(Recorded data)
---

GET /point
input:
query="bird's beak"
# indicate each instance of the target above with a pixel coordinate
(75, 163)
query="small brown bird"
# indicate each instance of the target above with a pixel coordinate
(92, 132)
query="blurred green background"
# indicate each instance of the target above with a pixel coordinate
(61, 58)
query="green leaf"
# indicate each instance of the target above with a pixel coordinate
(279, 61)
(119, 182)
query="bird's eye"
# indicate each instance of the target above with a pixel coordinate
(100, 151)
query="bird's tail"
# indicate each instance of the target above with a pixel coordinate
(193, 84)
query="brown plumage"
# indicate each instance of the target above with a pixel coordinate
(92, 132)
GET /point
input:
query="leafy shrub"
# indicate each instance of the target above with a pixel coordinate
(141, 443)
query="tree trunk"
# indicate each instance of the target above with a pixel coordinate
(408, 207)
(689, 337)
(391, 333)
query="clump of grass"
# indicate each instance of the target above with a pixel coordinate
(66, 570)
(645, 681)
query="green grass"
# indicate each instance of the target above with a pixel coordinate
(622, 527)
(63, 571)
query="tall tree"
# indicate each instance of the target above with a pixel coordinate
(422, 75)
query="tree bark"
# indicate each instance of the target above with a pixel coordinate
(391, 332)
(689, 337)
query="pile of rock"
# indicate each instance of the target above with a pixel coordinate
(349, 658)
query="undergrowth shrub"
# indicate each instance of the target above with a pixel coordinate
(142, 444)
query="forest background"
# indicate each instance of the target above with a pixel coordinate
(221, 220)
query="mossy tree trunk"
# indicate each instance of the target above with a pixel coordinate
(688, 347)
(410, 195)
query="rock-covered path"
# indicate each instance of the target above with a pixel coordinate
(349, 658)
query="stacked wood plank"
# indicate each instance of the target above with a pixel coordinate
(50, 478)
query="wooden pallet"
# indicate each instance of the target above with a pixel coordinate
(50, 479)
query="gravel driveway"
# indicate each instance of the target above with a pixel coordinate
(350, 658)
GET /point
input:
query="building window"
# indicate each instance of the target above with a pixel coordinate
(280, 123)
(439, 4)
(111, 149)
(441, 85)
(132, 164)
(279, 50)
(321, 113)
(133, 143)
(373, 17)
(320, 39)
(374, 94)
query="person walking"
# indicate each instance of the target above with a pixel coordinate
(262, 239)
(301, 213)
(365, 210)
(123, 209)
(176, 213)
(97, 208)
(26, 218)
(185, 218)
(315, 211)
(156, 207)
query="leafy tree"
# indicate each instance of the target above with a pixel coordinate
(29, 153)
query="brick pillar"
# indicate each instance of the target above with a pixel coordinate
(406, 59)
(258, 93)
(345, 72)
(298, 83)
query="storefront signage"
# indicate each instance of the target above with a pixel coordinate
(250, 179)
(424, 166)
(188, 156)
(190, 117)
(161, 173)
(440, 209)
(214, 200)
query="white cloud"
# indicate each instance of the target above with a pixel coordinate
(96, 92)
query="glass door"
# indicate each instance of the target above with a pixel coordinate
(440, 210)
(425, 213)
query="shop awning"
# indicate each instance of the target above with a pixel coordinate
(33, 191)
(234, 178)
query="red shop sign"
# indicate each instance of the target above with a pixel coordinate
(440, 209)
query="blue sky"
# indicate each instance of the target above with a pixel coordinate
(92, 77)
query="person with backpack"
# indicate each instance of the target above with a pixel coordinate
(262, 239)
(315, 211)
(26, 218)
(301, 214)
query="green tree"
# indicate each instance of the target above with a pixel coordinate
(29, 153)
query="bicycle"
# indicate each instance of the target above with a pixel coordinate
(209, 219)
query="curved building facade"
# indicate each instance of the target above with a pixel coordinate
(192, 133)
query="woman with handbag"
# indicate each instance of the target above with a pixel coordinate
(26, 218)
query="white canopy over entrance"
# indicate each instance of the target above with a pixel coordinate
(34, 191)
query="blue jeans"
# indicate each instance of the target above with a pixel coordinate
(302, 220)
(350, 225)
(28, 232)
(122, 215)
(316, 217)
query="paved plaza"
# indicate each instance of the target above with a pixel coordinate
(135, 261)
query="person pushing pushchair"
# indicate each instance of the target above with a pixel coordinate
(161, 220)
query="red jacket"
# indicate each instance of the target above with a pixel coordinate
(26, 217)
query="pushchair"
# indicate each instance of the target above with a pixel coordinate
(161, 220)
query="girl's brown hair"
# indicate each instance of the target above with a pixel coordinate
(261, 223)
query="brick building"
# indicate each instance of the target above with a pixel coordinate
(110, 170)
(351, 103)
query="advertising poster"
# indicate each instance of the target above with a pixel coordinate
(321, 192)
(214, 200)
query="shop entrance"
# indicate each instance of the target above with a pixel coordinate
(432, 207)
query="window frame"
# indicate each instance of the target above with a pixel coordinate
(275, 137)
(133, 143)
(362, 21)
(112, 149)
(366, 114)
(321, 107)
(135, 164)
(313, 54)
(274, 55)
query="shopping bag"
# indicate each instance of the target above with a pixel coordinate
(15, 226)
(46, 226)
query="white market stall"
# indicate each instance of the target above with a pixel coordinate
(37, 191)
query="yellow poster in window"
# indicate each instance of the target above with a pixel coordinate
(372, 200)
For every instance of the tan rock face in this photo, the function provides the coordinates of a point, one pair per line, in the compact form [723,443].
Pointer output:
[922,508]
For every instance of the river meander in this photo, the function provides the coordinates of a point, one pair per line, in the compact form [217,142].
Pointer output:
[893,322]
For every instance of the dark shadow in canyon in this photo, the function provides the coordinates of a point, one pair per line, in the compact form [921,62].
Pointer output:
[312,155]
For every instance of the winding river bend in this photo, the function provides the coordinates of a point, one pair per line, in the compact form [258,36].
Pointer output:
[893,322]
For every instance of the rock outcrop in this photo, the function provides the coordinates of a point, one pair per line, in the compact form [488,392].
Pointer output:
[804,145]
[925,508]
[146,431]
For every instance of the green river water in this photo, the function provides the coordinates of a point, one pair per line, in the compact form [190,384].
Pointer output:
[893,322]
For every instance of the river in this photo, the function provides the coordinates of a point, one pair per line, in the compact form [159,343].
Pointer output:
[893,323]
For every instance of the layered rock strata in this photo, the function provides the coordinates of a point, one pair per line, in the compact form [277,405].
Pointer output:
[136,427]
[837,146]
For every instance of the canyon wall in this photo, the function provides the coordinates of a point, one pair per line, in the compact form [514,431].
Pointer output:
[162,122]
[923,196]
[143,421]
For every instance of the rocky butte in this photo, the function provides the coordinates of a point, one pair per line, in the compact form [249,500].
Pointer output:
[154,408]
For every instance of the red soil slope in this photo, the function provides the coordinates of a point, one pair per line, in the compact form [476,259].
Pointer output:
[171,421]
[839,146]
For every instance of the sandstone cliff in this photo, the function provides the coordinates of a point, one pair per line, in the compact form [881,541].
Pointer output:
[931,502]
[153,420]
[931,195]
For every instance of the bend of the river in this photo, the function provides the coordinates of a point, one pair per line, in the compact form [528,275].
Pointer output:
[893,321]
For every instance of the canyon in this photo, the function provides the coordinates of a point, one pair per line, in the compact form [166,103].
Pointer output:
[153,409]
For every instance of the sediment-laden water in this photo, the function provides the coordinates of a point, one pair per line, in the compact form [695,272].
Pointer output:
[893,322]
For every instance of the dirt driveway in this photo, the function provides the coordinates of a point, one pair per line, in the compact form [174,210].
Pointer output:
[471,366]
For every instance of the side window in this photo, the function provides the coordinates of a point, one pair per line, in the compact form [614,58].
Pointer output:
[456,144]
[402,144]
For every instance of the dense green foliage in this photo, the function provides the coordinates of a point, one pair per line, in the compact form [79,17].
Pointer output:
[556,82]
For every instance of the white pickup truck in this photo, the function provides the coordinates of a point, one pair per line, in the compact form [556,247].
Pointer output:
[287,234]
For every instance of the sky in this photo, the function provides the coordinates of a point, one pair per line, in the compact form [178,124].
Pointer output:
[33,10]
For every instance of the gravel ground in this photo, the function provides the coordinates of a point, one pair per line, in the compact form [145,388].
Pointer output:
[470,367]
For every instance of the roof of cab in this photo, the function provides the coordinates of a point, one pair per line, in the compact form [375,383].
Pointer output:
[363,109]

---

TASK PROMPT - Every line from the one holding "For every instance of the sandstone" through the final line of the listing must be echoed exactly; leave out all other lines.

WRITTEN ANSWER -
For every instance of the sandstone cliff in this photo, the function provides the coordinates of a point, one pair per line, in the compact form [881,541].
Pointer output:
[931,502]
[153,420]
[931,195]
For every instance of the bend of the river in this photo, the function provides the coordinates of a point, one pair per line, in the compact form [528,275].
Pointer output:
[893,321]
For every instance of the canyon in this photo, the function provides the coordinates of a point, one pair per line, in the compact form [166,103].
Pointer output:
[153,409]
For every instance of the sediment-laden water in this photo, the function provides the coordinates of a point, one pair per line, in the compact form [695,272].
Pointer output:
[893,322]
For every instance of the dirt driveway in this photo, the function provides the coordinates of a point, one pair per line, in the compact form [174,210].
Pointer output:
[471,366]
For every instance of the side window in this photo, the function provides the coordinates of a point, one pair per line, in the compact form [614,58].
Pointer output:
[456,144]
[402,144]
For every instance of the dense green foliage in this photo, the function provides the coordinates of a point, one pair per line, in the compact form [79,17].
Pointer output:
[556,82]
For every instance of the white pickup truck in this photo, the function provides the coordinates of a point, one pair per line, in the compact form [556,247].
Pointer output:
[287,234]
For every instance of the sky in this photo, the function provides the coordinates of a point, one pair per line, in the compact form [178,124].
Pointer output:
[33,10]
For every instance of the gravel ground in this photo, the function provides the coordinates of a point, one pair per line, in the compact form [145,388].
Pointer output:
[470,367]
For every instance of the roof of cab in this photo, the function provides the coordinates of a point, one pair per line, in the compact form [375,383].
Pointer output:
[363,109]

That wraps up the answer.